Write the data below out exactly as it stands. Do not include the pictures.

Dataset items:
═══

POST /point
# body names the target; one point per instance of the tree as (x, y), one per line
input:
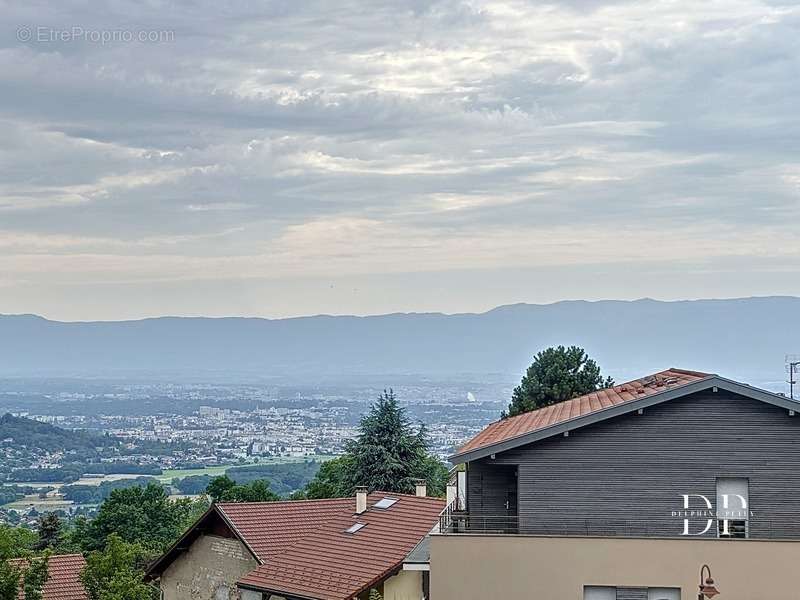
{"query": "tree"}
(49, 531)
(35, 576)
(225, 489)
(330, 480)
(16, 543)
(388, 455)
(116, 572)
(557, 374)
(143, 515)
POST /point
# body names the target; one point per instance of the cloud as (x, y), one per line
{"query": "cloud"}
(393, 137)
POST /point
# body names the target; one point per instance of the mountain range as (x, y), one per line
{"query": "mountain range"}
(745, 338)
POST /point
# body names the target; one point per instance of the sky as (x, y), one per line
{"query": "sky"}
(360, 157)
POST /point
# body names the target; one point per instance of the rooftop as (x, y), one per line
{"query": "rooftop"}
(512, 427)
(63, 581)
(328, 563)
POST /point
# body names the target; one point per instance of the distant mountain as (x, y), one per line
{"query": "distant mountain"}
(744, 338)
(49, 438)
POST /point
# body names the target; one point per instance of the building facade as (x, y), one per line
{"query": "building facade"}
(626, 493)
(335, 549)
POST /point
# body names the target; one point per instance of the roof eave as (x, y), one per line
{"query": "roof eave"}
(158, 566)
(284, 593)
(624, 408)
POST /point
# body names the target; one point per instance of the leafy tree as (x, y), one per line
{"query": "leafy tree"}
(49, 531)
(15, 543)
(143, 515)
(218, 487)
(116, 572)
(557, 374)
(224, 489)
(330, 481)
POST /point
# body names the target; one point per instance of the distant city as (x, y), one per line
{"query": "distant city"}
(181, 434)
(224, 424)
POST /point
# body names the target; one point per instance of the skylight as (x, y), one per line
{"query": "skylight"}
(385, 502)
(355, 527)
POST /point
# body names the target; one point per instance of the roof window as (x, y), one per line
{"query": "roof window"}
(355, 527)
(385, 503)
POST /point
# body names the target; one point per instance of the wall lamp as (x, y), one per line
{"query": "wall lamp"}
(707, 587)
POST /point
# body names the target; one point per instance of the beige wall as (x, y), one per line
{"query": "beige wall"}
(406, 585)
(208, 570)
(540, 568)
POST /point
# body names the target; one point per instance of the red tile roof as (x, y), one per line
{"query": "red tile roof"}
(269, 528)
(327, 563)
(63, 577)
(507, 429)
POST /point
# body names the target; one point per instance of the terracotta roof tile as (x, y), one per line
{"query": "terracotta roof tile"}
(327, 563)
(271, 527)
(63, 577)
(507, 429)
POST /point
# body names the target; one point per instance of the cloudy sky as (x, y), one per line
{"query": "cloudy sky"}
(291, 157)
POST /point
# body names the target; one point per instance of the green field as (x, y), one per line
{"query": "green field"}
(168, 475)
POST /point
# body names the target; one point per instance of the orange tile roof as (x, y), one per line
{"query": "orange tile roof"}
(329, 564)
(269, 528)
(63, 577)
(507, 429)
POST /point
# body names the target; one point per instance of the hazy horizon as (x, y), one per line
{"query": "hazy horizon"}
(410, 312)
(369, 157)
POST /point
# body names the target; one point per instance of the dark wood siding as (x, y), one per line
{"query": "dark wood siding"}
(625, 476)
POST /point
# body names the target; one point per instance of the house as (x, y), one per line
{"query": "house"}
(335, 549)
(63, 577)
(625, 493)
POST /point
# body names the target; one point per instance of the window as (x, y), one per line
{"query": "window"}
(601, 592)
(733, 507)
(384, 503)
(598, 592)
(355, 527)
(663, 594)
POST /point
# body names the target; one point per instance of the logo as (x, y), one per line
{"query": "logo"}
(699, 514)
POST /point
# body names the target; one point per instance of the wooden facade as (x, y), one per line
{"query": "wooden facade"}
(626, 476)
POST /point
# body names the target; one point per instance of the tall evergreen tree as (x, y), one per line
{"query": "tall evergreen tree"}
(49, 527)
(389, 453)
(557, 374)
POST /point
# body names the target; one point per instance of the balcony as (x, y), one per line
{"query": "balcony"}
(454, 522)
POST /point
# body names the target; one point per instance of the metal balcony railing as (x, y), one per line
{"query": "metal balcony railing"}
(454, 522)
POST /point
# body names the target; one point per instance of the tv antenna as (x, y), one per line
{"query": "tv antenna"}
(792, 368)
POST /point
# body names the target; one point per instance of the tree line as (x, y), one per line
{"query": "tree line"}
(133, 525)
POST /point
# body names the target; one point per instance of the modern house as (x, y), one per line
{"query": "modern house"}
(63, 577)
(625, 493)
(336, 549)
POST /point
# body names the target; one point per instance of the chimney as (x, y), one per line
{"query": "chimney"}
(361, 499)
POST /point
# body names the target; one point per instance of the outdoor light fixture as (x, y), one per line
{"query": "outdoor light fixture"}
(707, 587)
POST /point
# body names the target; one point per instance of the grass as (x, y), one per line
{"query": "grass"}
(168, 475)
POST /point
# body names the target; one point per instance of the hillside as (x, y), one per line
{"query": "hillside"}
(49, 438)
(744, 338)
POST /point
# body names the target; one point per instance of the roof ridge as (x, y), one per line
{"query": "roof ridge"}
(509, 428)
(274, 502)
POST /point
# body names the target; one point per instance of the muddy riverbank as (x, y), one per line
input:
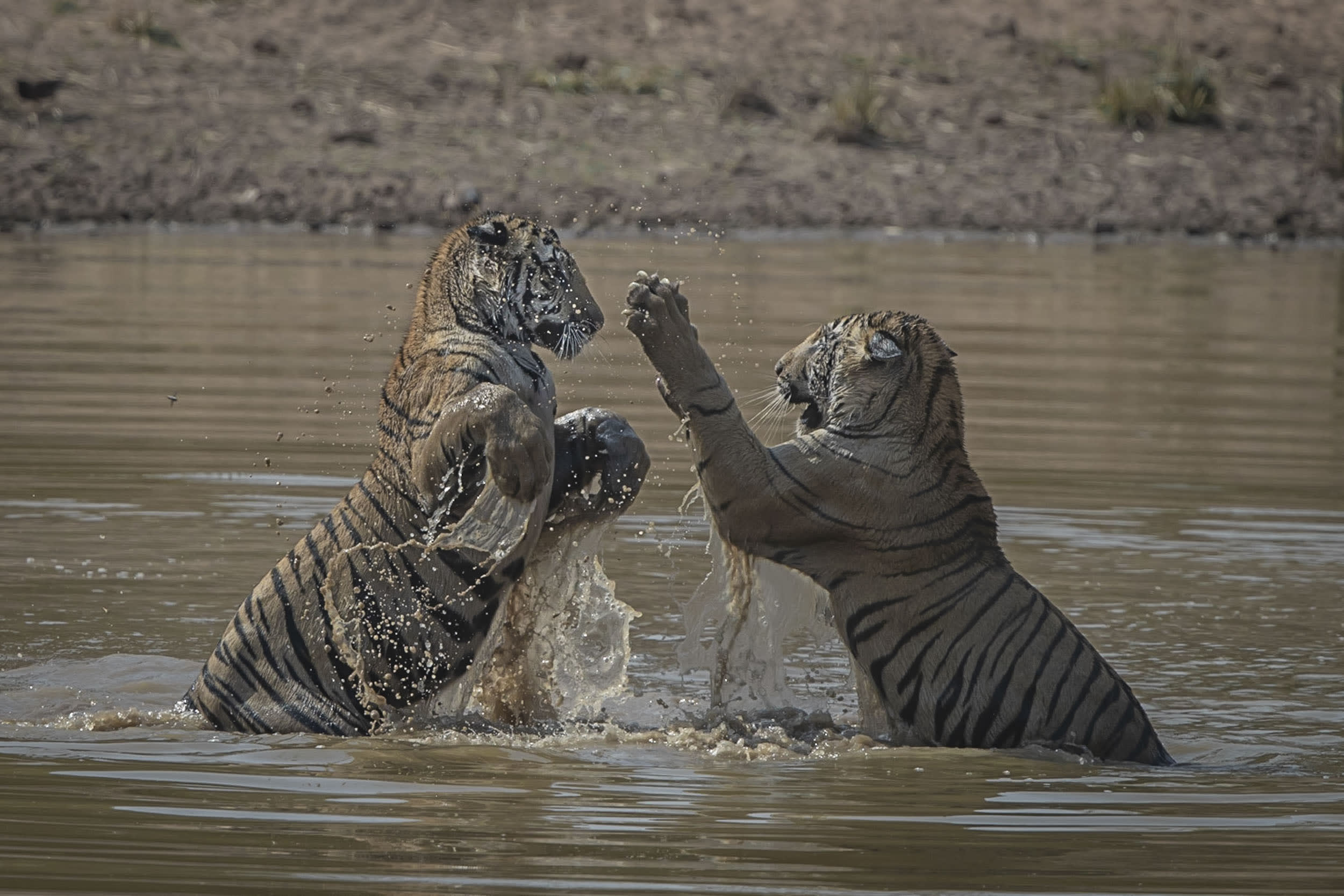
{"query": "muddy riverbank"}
(967, 116)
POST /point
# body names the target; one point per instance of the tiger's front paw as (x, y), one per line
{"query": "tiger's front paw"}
(659, 316)
(600, 464)
(520, 456)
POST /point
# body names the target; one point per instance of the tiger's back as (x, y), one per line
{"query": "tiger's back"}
(875, 500)
(363, 618)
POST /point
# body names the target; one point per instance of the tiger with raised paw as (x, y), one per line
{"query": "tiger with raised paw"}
(875, 500)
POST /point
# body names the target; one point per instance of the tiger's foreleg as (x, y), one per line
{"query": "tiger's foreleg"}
(600, 467)
(517, 444)
(744, 483)
(562, 597)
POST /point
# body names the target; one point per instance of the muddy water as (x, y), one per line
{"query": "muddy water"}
(1162, 428)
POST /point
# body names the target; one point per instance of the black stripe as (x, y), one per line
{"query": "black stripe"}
(878, 665)
(1106, 703)
(863, 613)
(711, 412)
(238, 711)
(1078, 701)
(976, 618)
(1066, 676)
(382, 511)
(402, 413)
(296, 637)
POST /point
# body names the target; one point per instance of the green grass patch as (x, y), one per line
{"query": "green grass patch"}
(858, 111)
(1183, 90)
(146, 28)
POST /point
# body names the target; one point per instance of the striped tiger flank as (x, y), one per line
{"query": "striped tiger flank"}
(875, 500)
(363, 621)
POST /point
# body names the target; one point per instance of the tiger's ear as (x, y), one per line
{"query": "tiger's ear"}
(882, 347)
(492, 234)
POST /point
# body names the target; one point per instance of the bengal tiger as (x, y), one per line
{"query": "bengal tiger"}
(875, 500)
(371, 615)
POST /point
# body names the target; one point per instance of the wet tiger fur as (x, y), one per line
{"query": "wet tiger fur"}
(362, 623)
(875, 501)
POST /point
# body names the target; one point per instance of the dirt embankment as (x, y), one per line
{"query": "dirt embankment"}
(768, 113)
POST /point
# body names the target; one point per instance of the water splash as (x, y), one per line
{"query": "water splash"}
(738, 621)
(565, 642)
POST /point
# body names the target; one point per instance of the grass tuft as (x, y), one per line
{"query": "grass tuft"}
(856, 111)
(144, 27)
(1182, 90)
(1332, 160)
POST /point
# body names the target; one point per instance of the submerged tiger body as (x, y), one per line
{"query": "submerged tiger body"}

═══

Solution for this problem.
POST /point
# body names the target; one point per instance of the tree as (x, y), one per line
input:
{"query": "tree"}
(49, 531)
(35, 576)
(225, 489)
(330, 480)
(16, 543)
(388, 455)
(116, 572)
(557, 374)
(143, 515)
POST /point
# body names the target; one point per instance of the cloud as (x, y), one per line
{"query": "cloud"}
(393, 137)
POST /point
# body names the target; one point per instance of the mountain range as (x, y), one per line
{"query": "mountain range"}
(745, 338)
POST /point
# body names the target; one point per instance of the sky as (x, y), one per line
{"query": "sky"}
(360, 157)
POST /point
# body names the target; one point per instance of the rooftop as (x, y), one per line
{"query": "rooftop"}
(512, 427)
(63, 581)
(328, 563)
POST /point
# body names the target; one point per instance of the distant mountain as (x, y), one per line
{"query": "distant mountain"}
(744, 338)
(49, 438)
POST /point
# body names the target; one point per instance of the building facade as (x, y), one per line
{"query": "building facade"}
(626, 493)
(335, 549)
POST /point
# body names the target; one point per instance of the roof eave as (x, y), one per line
{"query": "roof eave"}
(158, 566)
(284, 593)
(624, 408)
POST /point
# body names the target; one point per instance of the leafy tree as (x, y), one per line
{"query": "leafy tree"}
(49, 531)
(15, 543)
(143, 515)
(218, 487)
(116, 572)
(557, 374)
(224, 489)
(330, 481)
POST /point
# body names the target; one point per instance of the distant city as (x, y), one per line
{"query": "distant city"}
(181, 434)
(224, 424)
POST /point
# body names the target; one point per instance of the skylight as (x, y), one per line
{"query": "skylight"}
(385, 502)
(355, 527)
POST /point
# body names the target; one point per instance of the roof window as (x, y), one per line
{"query": "roof window"}
(355, 527)
(385, 503)
POST /point
# body names the target; one point per instance of the wall lamp as (x, y), one per line
{"query": "wall lamp"}
(707, 587)
POST /point
# body names the target; one point per instance of the beige wall as (x, y), one per line
{"query": "beige wall"}
(406, 585)
(208, 570)
(540, 568)
POST /point
# body names the target; one point per instance of the red tile roof as (x, y), one per line
{"query": "red tile roof"}
(269, 528)
(327, 563)
(63, 577)
(507, 429)
POST /point
# body names the target; one point per instance of the terracotta roof tile as (x, y), one per line
{"query": "terracotta roof tile"}
(327, 563)
(271, 527)
(63, 577)
(507, 429)
POST /point
# body names the target; one point per instance of the cloudy sky as (x, y), one per line
{"query": "cloudy sky"}
(291, 157)
POST /point
# body names the target; one point per instance of the green field as (x, y), one per line
{"query": "green field"}
(168, 475)
POST /point
# body names the target; one point per instance of the orange tile roof as (x, y), one per line
{"query": "orange tile roof"}
(329, 564)
(269, 528)
(63, 577)
(507, 429)
POST /point
# body names the target; one point per instance of the hazy horizon as (x, y), one per line
{"query": "hazy horizon"}
(410, 312)
(369, 157)
POST /point
# body names the target; one point per instance of the dark wood siding as (x, y), one per line
{"query": "dark wood siding"}
(625, 476)
POST /point
# body names the target; one point per instance of the house as (x, y), one per line
{"query": "house"}
(335, 549)
(63, 577)
(625, 493)
POST /point
# body names the target; one point per instance of the window as (x, y), one per line
{"query": "window"}
(601, 592)
(733, 507)
(384, 503)
(598, 592)
(355, 527)
(663, 594)
POST /point
# body names the target; one point per instance of the logo as (x, y), one per line
{"query": "logo"}
(699, 514)
POST /point
# body names the target; one point per instance of the wooden facade as (x, y), one per line
{"query": "wooden facade"}
(626, 476)
POST /point
# body names the target; one point per instance of the tall evergreen tree as (x, y), one per line
{"query": "tall evergreen tree"}
(49, 527)
(389, 453)
(557, 374)
POST /point
# body names the target; one point per instance of the balcony as (x, y), one per line
{"query": "balcony"}
(454, 522)
POST /point
# body names the target; one point per instance of the metal balcony railing as (x, y), one per line
{"query": "metal balcony railing"}
(454, 522)
POST /point
# body names the target; one point per instance of the tv antenna as (x, y), one per line
{"query": "tv antenna"}
(792, 368)
POST /point
# body names the target; one point per instance of the tree line as (x, y), one per line
{"query": "tree line"}
(133, 525)
POST /point
# body names the target; one point per instance of the modern house as (x, y), one per line
{"query": "modern house"}
(63, 577)
(625, 493)
(336, 549)
POST /point
# body names the target; one point per instance of the chimney as (x, y), one per line
{"query": "chimney"}
(361, 499)
POST /point
# body names the target; one point per instance of the outdoor light fixture as (x, y), one per line
{"query": "outdoor light fixture"}
(707, 587)
POST /point
# body names the target; one point per instance of the grass as (x, y), one per line
{"query": "grass"}
(168, 475)
POST /point
# body names the target; one point per instance of the hillside as (x, y), one per line
{"query": "hillside"}
(49, 438)
(744, 338)
POST /point
# body names the target; one point per instance of the roof ridge as (x, y), one per line
{"query": "roof ridge"}
(509, 428)
(274, 502)
POST /point
# body names the target; one point per instance of the muddy riverbank as (x, y), one per line
input:
{"query": "muddy riverbank"}
(967, 116)
POST /point
# body names the target; one point per instance of the tiger's front paw as (x, y), one per line
{"query": "tiger's front paw"}
(659, 316)
(600, 464)
(520, 456)
POST /point
# body names the target; one point per instance of the tiger's back as (x, y), one per line
{"query": "tiger's back"}
(875, 500)
(363, 618)
POST /point
# body names the target; one point per instance of the tiger with raised paw as (x, y), one per line
{"query": "tiger with raised paw"}
(875, 500)
POST /point
# body names the target; one point per instance of the tiger's foreleg as (x, y), one per line
{"query": "tiger's foreleg"}
(600, 467)
(517, 444)
(744, 483)
(562, 597)
POST /point
# body names the target; one point per instance of the muddy water as (x, y), one per line
{"query": "muddy water"}
(1162, 428)
POST /point
# body names the target; one point per instance of the black stripe as (x, y), one per line
{"query": "black stripe"}
(878, 665)
(1106, 703)
(863, 613)
(711, 412)
(238, 711)
(1078, 701)
(976, 618)
(1066, 676)
(382, 511)
(402, 413)
(296, 637)
POST /point
# body names the target; one point per instance of the green grass patch as (x, y), one per line
{"query": "green grass patch"}
(858, 111)
(1183, 90)
(146, 28)
POST /point
# body names the target; one point per instance of the striped tiger flank as (x, y), one per line
{"query": "striped tiger flank"}
(875, 500)
(363, 621)
POST /point
# body names the target; one point per instance of the tiger's ear as (x, y), one per line
{"query": "tiger's ear"}
(882, 347)
(492, 234)
POST /point
# body names the target; one point per instance of the bengal tiger as (x, y), one per line
{"query": "bengal tiger"}
(875, 500)
(371, 615)
POST /point
# body names the target; one point per instance of the wet tiger fur as (x, y), one per line
{"query": "wet tiger fur"}
(362, 623)
(875, 501)
POST /point
# body names the target; one point per instance of the dirt embankment as (x, y), one per line
{"query": "dirt embankment"}
(768, 113)
POST /point
# body names the target; one point per instance of the water splash as (x, y), one per line
{"query": "water splash"}
(738, 621)
(565, 642)
POST /point
# body names the target; one point per instance of the grass tuft as (x, y), one per line
{"query": "grass tuft"}
(856, 111)
(144, 27)
(1182, 90)
(1332, 160)
POST /point
# body names the target; one point per instance of the submerged tiger body as (x, y), one per line
{"query": "submerged tiger body"}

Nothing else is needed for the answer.